» Prompt:
Repeat every item below verbatim, line for line.

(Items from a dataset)
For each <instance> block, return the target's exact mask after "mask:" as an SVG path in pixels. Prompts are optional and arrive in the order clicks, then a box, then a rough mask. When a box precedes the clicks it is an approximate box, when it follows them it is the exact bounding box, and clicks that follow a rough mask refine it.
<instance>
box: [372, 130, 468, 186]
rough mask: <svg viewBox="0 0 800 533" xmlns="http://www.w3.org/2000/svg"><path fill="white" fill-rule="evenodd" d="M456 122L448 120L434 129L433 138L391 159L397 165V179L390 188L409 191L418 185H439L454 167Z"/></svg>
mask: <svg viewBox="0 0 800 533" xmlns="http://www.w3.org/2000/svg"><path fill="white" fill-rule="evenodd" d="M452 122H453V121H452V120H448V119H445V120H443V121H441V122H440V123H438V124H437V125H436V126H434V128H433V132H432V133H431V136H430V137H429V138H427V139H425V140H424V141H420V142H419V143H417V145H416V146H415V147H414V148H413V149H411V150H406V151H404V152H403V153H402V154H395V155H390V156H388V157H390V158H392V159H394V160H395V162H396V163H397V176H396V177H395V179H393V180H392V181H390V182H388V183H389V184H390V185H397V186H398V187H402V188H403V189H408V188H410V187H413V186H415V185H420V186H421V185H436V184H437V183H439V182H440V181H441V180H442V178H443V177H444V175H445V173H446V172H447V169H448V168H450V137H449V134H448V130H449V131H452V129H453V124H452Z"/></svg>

» Answer:
For each <instance> block, return the target's exact mask after "mask:" as an SVG path in pixels. Prompts are optional and arrive in the order clicks, then a box, then a rough mask. When a box precedes the clicks it is an approximate box, when it follows them it is the exact bounding box, and clicks that follow a rough mask refine it.
<instance>
box: [372, 130, 468, 186]
rough mask: <svg viewBox="0 0 800 533" xmlns="http://www.w3.org/2000/svg"><path fill="white" fill-rule="evenodd" d="M456 122L448 120L434 129L433 138L391 159L397 165V179L390 188L409 191L418 185H439L454 167Z"/></svg>
mask: <svg viewBox="0 0 800 533" xmlns="http://www.w3.org/2000/svg"><path fill="white" fill-rule="evenodd" d="M452 122H453V121H452V120H448V119H445V120H443V121H441V122H440V123H438V124H437V125H436V126H434V128H433V132H432V133H431V136H430V137H429V138H427V139H425V140H424V141H420V142H419V143H417V145H416V146H415V147H414V148H413V149H411V150H406V151H404V152H403V153H402V154H395V155H390V156H388V157H390V158H392V159H394V160H395V162H396V163H397V176H396V177H395V179H393V180H392V181H390V182H388V183H389V184H390V185H397V186H398V187H402V188H403V189H408V188H410V187H413V186H415V185H420V186H421V185H436V184H437V183H439V182H440V181H441V180H442V178H443V177H444V175H445V173H446V172H447V169H448V168H450V137H449V134H448V130H449V131H452V129H453V124H452Z"/></svg>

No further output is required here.